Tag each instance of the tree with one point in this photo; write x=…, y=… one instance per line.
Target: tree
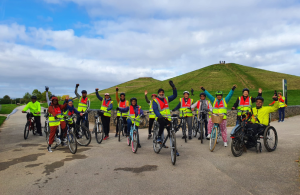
x=27, y=97
x=6, y=97
x=37, y=93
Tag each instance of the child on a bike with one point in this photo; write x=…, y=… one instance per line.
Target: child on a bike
x=219, y=107
x=134, y=112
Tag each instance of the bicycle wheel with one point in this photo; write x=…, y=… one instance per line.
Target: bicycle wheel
x=270, y=139
x=173, y=147
x=72, y=141
x=99, y=133
x=135, y=141
x=201, y=132
x=237, y=147
x=84, y=138
x=213, y=138
x=26, y=131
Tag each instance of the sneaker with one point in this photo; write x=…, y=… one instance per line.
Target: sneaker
x=49, y=148
x=208, y=137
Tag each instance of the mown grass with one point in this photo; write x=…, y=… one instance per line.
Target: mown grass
x=2, y=119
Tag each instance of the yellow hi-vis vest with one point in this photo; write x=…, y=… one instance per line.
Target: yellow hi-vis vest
x=244, y=105
x=105, y=106
x=151, y=114
x=82, y=105
x=163, y=108
x=184, y=107
x=221, y=108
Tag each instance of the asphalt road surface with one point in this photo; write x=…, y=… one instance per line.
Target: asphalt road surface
x=26, y=167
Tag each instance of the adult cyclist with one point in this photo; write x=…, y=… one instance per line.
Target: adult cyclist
x=219, y=107
x=122, y=103
x=184, y=107
x=244, y=103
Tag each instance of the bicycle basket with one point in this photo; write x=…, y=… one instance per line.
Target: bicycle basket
x=217, y=118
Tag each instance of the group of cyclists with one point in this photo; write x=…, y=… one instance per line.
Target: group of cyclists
x=159, y=111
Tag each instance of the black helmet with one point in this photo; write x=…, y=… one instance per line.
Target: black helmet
x=259, y=98
x=202, y=94
x=246, y=89
x=133, y=99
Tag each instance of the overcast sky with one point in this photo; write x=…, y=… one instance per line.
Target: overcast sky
x=99, y=43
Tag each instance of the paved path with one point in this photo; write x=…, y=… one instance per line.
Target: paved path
x=111, y=168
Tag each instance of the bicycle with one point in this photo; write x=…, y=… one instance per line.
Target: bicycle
x=171, y=135
x=216, y=132
x=133, y=138
x=30, y=125
x=84, y=136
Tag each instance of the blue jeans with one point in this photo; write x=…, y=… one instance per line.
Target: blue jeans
x=281, y=114
x=129, y=123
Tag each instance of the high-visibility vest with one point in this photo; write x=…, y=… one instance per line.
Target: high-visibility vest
x=131, y=115
x=82, y=106
x=151, y=114
x=122, y=105
x=104, y=107
x=221, y=108
x=282, y=104
x=163, y=108
x=184, y=107
x=244, y=105
x=52, y=120
x=199, y=107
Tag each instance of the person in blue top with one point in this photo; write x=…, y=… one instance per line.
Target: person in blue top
x=219, y=106
x=134, y=111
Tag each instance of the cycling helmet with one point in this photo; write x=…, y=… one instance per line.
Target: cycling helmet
x=246, y=89
x=219, y=93
x=202, y=94
x=133, y=99
x=259, y=98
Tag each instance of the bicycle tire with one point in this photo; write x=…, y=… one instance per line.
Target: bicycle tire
x=72, y=143
x=213, y=138
x=86, y=137
x=26, y=131
x=135, y=141
x=173, y=147
x=99, y=133
x=266, y=139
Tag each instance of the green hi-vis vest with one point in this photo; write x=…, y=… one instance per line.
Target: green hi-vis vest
x=104, y=107
x=221, y=108
x=244, y=105
x=151, y=114
x=55, y=122
x=82, y=106
x=184, y=107
x=131, y=115
x=122, y=105
x=282, y=104
x=163, y=108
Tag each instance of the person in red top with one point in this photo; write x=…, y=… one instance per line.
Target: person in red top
x=55, y=110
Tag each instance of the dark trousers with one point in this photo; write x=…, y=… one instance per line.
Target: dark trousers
x=106, y=124
x=281, y=114
x=124, y=122
x=151, y=121
x=79, y=118
x=162, y=123
x=37, y=120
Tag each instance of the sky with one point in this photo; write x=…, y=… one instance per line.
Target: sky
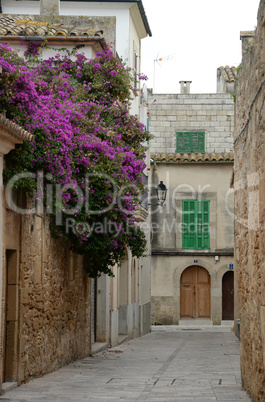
x=194, y=38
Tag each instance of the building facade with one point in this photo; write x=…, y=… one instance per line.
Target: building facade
x=52, y=312
x=249, y=186
x=192, y=234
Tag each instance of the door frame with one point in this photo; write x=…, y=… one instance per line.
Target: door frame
x=194, y=288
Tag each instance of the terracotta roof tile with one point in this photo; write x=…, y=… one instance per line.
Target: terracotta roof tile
x=229, y=73
x=15, y=128
x=193, y=157
x=25, y=25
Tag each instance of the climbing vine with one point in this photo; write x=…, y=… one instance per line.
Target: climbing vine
x=87, y=148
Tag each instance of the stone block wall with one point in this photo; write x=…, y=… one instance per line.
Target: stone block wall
x=211, y=113
x=49, y=302
x=250, y=208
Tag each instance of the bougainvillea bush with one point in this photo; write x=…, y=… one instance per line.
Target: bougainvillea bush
x=87, y=147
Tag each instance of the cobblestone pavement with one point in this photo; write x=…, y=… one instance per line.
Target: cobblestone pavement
x=182, y=364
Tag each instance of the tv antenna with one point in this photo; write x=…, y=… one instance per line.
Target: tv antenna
x=170, y=57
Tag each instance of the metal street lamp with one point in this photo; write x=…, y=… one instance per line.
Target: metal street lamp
x=161, y=192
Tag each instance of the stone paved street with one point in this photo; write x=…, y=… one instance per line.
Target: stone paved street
x=169, y=364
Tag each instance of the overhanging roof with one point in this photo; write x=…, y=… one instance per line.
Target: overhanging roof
x=138, y=2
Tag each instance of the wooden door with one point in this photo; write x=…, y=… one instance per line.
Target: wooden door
x=228, y=296
x=195, y=293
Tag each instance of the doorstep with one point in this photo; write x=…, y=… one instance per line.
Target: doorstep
x=98, y=347
x=7, y=386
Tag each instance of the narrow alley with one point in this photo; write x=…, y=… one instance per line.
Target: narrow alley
x=169, y=364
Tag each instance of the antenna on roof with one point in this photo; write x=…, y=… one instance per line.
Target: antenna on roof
x=170, y=57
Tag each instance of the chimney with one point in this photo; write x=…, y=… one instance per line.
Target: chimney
x=246, y=40
x=49, y=7
x=185, y=87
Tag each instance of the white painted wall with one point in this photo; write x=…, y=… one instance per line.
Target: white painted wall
x=88, y=50
x=119, y=10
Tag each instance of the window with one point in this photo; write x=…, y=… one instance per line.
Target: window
x=191, y=141
x=195, y=224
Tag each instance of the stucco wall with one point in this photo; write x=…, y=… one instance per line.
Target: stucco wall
x=211, y=113
x=250, y=209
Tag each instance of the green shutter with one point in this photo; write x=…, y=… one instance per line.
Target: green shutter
x=201, y=143
x=195, y=225
x=206, y=224
x=190, y=142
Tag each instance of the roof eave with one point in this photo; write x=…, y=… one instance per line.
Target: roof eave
x=140, y=5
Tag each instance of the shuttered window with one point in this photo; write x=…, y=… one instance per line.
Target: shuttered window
x=191, y=141
x=195, y=224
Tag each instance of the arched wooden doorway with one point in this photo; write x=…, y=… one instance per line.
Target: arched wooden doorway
x=228, y=296
x=195, y=293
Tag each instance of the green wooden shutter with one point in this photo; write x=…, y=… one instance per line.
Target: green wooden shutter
x=187, y=142
x=188, y=224
x=185, y=224
x=183, y=142
x=206, y=224
x=200, y=142
x=190, y=142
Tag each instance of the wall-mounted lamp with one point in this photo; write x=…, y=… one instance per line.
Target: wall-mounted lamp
x=161, y=192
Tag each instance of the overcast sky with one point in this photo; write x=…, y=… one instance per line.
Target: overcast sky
x=201, y=35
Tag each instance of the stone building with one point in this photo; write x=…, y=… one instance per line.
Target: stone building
x=52, y=313
x=10, y=135
x=249, y=187
x=192, y=234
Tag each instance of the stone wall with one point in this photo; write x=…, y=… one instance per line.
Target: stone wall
x=48, y=303
x=250, y=208
x=211, y=113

» **The problem**
Starting at the beginning of the listing and going on through the line containing "x=134, y=112", substitute "image" for "photo" and reproduce those lines with nothing else changed. Leave the pictures out.

» **Reply to the task**
Tag each instance of the tree with one point in this image; write x=…, y=… one instance per line.
Target: tree
x=27, y=97
x=6, y=97
x=37, y=93
Tag each instance of the child on a bike with one point in this image; write x=…, y=… one instance per line.
Target: child on a bike
x=219, y=107
x=134, y=112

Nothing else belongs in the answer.